◆ Given task ◆
Copy out in full every line of the data below that contains the string "shirt".

▬▬▬▬▬▬

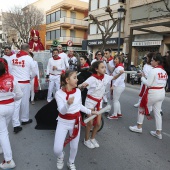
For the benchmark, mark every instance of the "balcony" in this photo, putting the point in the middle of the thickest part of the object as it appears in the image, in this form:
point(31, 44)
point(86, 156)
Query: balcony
point(74, 40)
point(73, 23)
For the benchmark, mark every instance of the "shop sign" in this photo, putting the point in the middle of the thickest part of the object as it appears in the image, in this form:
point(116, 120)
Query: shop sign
point(146, 43)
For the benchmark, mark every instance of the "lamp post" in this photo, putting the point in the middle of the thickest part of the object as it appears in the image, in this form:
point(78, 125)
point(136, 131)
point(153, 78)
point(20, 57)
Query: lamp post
point(121, 12)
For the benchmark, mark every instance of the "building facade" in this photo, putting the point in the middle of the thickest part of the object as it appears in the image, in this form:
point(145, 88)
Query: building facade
point(148, 28)
point(97, 9)
point(64, 23)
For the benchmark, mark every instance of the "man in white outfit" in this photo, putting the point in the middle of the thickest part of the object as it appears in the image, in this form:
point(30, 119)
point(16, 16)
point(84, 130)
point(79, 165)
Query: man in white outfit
point(22, 65)
point(55, 66)
point(63, 55)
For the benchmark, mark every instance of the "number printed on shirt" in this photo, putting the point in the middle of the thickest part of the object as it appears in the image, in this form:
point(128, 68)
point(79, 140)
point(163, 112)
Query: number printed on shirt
point(16, 62)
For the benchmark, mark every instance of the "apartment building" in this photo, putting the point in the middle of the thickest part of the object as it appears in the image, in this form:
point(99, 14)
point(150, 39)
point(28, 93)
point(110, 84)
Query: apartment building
point(148, 28)
point(64, 22)
point(97, 9)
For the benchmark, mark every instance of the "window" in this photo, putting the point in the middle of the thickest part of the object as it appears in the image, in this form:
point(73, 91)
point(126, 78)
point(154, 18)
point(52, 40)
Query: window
point(103, 3)
point(48, 36)
point(48, 19)
point(53, 35)
point(57, 34)
point(113, 2)
point(63, 14)
point(57, 15)
point(93, 29)
point(94, 5)
point(53, 17)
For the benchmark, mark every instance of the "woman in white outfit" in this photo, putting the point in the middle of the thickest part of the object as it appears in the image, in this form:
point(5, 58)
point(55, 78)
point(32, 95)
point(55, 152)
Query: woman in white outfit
point(154, 96)
point(146, 70)
point(118, 86)
point(9, 91)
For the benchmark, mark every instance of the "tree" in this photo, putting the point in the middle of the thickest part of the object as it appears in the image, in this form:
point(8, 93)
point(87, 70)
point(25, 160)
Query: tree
point(103, 26)
point(23, 20)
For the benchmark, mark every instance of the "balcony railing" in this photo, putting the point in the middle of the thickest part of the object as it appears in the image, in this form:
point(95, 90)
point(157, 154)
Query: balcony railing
point(74, 40)
point(73, 21)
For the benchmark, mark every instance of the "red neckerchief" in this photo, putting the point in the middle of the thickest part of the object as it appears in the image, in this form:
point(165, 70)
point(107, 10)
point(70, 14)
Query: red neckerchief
point(69, 92)
point(9, 54)
point(86, 65)
point(159, 66)
point(21, 53)
point(70, 56)
point(6, 65)
point(110, 58)
point(57, 58)
point(120, 64)
point(98, 77)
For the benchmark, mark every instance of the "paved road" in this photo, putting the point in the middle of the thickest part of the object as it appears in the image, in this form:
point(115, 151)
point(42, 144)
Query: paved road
point(119, 149)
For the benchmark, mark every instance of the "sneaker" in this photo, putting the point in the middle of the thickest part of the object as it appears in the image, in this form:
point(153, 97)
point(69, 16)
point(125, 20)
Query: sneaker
point(60, 162)
point(135, 129)
point(89, 144)
point(17, 129)
point(137, 104)
point(28, 122)
point(1, 151)
point(5, 165)
point(71, 166)
point(112, 117)
point(95, 143)
point(119, 115)
point(153, 133)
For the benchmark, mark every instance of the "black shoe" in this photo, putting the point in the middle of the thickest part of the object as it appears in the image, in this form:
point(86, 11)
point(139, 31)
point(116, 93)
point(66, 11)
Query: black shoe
point(28, 122)
point(17, 129)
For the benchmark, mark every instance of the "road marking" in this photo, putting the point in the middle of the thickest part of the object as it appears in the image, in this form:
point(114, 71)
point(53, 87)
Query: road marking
point(166, 134)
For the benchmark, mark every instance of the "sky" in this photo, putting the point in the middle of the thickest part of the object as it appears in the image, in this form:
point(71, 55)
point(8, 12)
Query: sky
point(5, 5)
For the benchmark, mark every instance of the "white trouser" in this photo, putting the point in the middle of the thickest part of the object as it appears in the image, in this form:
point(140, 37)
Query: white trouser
point(53, 81)
point(60, 136)
point(117, 91)
point(32, 90)
point(22, 106)
point(5, 117)
point(155, 100)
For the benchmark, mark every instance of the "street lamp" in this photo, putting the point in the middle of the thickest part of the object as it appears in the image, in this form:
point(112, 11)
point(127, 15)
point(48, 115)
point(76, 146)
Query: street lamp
point(121, 12)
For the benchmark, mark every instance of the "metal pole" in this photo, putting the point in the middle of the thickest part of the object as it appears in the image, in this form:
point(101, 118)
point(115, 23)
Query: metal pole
point(119, 36)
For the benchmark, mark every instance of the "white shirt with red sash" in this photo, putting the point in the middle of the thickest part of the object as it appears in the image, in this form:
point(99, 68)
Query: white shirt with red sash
point(57, 62)
point(63, 108)
point(22, 66)
point(120, 81)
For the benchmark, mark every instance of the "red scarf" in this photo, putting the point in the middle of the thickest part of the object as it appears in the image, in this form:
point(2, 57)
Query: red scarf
point(69, 92)
point(120, 64)
point(21, 53)
point(86, 65)
point(70, 56)
point(56, 58)
point(99, 77)
point(9, 54)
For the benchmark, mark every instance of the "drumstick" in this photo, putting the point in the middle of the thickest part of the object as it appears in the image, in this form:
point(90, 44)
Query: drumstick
point(107, 108)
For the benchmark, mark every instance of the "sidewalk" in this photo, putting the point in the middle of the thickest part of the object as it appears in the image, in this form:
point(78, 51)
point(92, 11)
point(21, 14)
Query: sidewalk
point(137, 86)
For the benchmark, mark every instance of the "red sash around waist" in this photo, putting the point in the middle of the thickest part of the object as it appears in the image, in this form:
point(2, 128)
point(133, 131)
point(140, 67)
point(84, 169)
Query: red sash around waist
point(7, 101)
point(144, 100)
point(75, 117)
point(24, 82)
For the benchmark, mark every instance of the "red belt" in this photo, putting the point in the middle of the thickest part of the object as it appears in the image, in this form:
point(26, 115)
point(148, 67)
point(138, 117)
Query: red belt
point(24, 82)
point(7, 101)
point(76, 125)
point(96, 100)
point(144, 101)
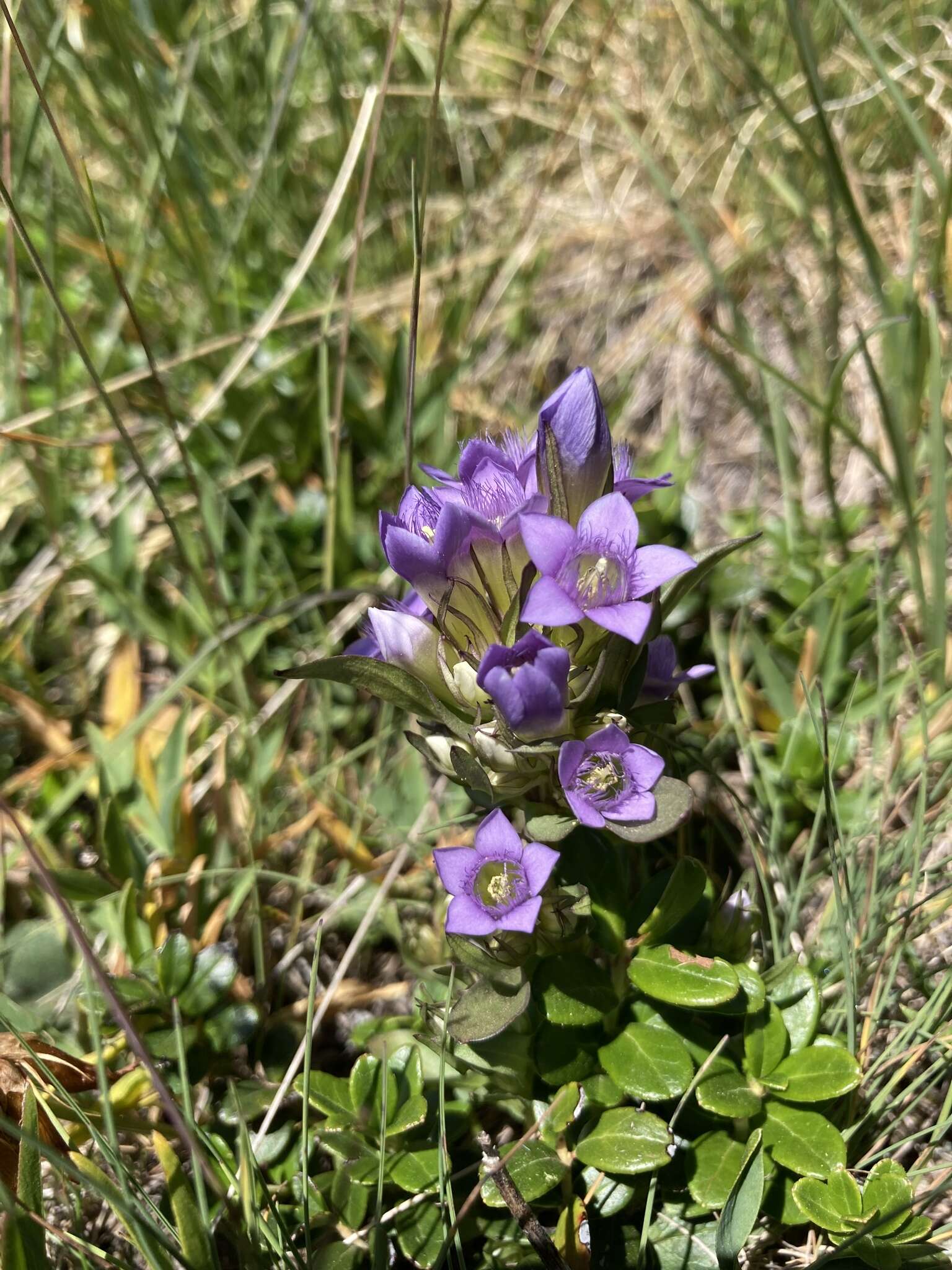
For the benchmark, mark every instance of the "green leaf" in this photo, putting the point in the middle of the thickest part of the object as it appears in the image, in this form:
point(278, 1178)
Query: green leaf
point(818, 1073)
point(889, 1192)
point(535, 1169)
point(794, 990)
point(484, 1011)
point(175, 963)
point(676, 591)
point(329, 1094)
point(683, 890)
point(626, 1141)
point(743, 1207)
point(550, 828)
point(412, 1114)
point(382, 680)
point(821, 1206)
point(573, 992)
point(214, 973)
point(764, 1041)
point(193, 1235)
point(681, 1244)
point(648, 1064)
point(805, 1142)
point(725, 1091)
point(712, 1166)
point(682, 980)
point(673, 804)
point(415, 1171)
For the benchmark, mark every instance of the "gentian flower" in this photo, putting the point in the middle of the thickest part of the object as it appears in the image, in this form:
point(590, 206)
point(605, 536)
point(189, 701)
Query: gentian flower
point(528, 685)
point(660, 677)
point(597, 571)
point(626, 483)
point(607, 778)
point(495, 884)
point(575, 419)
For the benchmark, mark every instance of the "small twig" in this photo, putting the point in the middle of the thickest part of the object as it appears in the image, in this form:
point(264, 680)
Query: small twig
point(528, 1223)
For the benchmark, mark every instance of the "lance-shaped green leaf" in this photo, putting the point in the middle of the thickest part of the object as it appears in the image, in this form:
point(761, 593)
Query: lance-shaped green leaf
point(805, 1142)
point(193, 1235)
point(676, 591)
point(818, 1073)
point(626, 1141)
point(683, 980)
point(648, 1062)
point(743, 1207)
point(382, 680)
point(673, 804)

▬▬▬▬▬▬

◆ Answer to the problem ◆
For the benchmark, mark every instance of the "number printed on shirt" in this photo, putting the point in the middle of the thickest part of the object as it appears in the image, in this form:
Query: number printed on shirt
For the benchmark, mark every instance of the "white shirt with red sash" in this photo, putting the point in the middle of the thickest part of the object as it appears in the image, in this form:
Query: white shirt with red sash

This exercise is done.